━━ Brano dell'esercizio
Charles Kupchan ha lasciato da poche settimane la Casa Bianca, dove ha lavorato nel Consiglio di sicurezza e come direttore degli Affari europei per l' amministrazione Obama. Un impegno che è stato di certo «il più interessante che si possa desiderare», ma anche un' esperienza «molto vicina alla dimensione militare» per fatica e lavoro di squadra. Kupchan, 58 anni, è felice «di tornare in accademia» - alla Georgetown University - ma prova anche «un senso di perdita e disorientamento» per le prime azioni del successore del suo «capo» Obama.
Non vi aspettavate la vittoria di Trump?
«Non ho mai scartato la possibilità, ma leggevamo gli stessi sondaggi e le stesse analisi di tutti. Viviamo nell' era della sorpresa politica, quello che sembrava certo ha dimostrato di non esserlo: dall'Inghilterra agli Usa. Se ci fosse stata solo l'elezione di Trump, avremmo potuto definirla un evento eccezionale. Invece assistiamo a un cambiamento sistemico dei valori occidentali. È dal primo Novecento che non si registrava una tale ondata di odio e populismo».
Un elemento comune è la rivolta contro la globalizzazione, che non è iniziata l'anno scorso.
«Sapevamo che la globalizzazione produce vincitori e sconfitti e mina il benessere della classe lavoratrice. L'establishment non ha capito l'entità dello scontento, e la soluzione ora è difficile da trovare: possiamo affidarci al salario minimo oppure credere, come dice Trump, che il protezionismo riporterà l'industria manifatturiera negli Usa, la verità è che nessuno ha risposte».
La lotta contro la globalizzazione nasce a sinistra ma sembra dominata dalle destre. Perché?
«Il discontento economico si lega all' immigrazione, e la destra generalmente offre sul tema posizioni più dure, dunque più rassicuranti. Poi c' è il terrorismo, che minaccia la sicurezza dell' Occidente: i partiti conservatori sanno come capitalizzare la paura contro i musulmani. Infine, c’è l' elemento del leader forte, tipico dei movimenti reazionari, che sembra tornato popolare...».
Cosa la preoccupa di più?
━━━━
━━ Dati estratti
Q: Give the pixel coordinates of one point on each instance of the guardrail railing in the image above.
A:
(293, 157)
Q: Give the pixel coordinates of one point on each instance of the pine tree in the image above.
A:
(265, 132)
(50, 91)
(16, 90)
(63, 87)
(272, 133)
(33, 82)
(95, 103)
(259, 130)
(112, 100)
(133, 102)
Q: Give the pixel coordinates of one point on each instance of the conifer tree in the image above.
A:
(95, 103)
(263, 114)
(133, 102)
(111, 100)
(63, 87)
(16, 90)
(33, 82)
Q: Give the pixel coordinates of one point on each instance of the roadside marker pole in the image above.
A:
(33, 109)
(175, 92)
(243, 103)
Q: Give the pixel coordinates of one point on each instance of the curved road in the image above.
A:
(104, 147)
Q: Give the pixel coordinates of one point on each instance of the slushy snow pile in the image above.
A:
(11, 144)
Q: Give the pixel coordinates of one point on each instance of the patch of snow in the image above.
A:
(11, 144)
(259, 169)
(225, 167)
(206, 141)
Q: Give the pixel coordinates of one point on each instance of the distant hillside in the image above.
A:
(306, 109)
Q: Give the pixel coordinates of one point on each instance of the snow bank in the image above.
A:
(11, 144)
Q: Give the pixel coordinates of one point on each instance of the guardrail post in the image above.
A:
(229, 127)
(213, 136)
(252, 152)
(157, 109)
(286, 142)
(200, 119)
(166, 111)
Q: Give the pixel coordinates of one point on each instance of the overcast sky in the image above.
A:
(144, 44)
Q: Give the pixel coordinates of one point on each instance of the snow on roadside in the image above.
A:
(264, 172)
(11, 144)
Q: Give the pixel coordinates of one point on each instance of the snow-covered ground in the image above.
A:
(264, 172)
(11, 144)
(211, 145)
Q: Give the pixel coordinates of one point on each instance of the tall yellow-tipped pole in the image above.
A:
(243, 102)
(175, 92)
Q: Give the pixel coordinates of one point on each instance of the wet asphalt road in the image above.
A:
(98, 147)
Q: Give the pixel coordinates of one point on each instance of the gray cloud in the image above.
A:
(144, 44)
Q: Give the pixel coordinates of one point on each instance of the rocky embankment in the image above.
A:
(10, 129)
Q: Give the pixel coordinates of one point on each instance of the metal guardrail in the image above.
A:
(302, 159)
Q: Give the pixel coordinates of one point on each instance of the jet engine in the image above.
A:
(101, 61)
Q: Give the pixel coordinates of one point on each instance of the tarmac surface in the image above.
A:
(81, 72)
━━━━
Prosegui il brano, l'intervista a Charles Kupchan su Trump e la globalizzazione, a partire dall'ultima frase riportata. Le voci non hanno alcun rapporto con il brano.

«Non credo a chi parla di fine della storia o di scontro di ideologie. Quello che mi ha sorpreso, e francamente non immaginavo, è la debolezza interna del nostro sistema: i pilastri democratici stanno traballando. Pur avendo idee spesso opposte, democratici e repubblicani non hanno mai messo in discussione l'ordine liberal-democratico su cui si basa il mondo occidentale emerso dalla fine del Secondo conflitto mondiale: il rispetto verso le istituzioni, la legge, la libera stampa. Il 2017 è l' anno che potrebbe riportarci al 1945, costringerci a domande dolorose che mai avremmo pensato di porci nel XXI secolo; ad esempio se l' esistenza stessa della Ue sia in pericolo e l'America sia destinata a mutare il suo Dna».
Lei cosa crede?
«Io sono ottimista per ragioni di teoria politica. Il primo vantaggio di una società democratica è che è in grado di autocorreggersi. Viviamo in un sistema di "controllo e bilanciamento reciproco" tra i poteri dello Stato che proteggerà l'America dal metodo rivoluzionario di Trump».
Il presidente però sembra sfidare anche quel sistema. Pensiamo al licenziamento della «ministra» Sally Yates.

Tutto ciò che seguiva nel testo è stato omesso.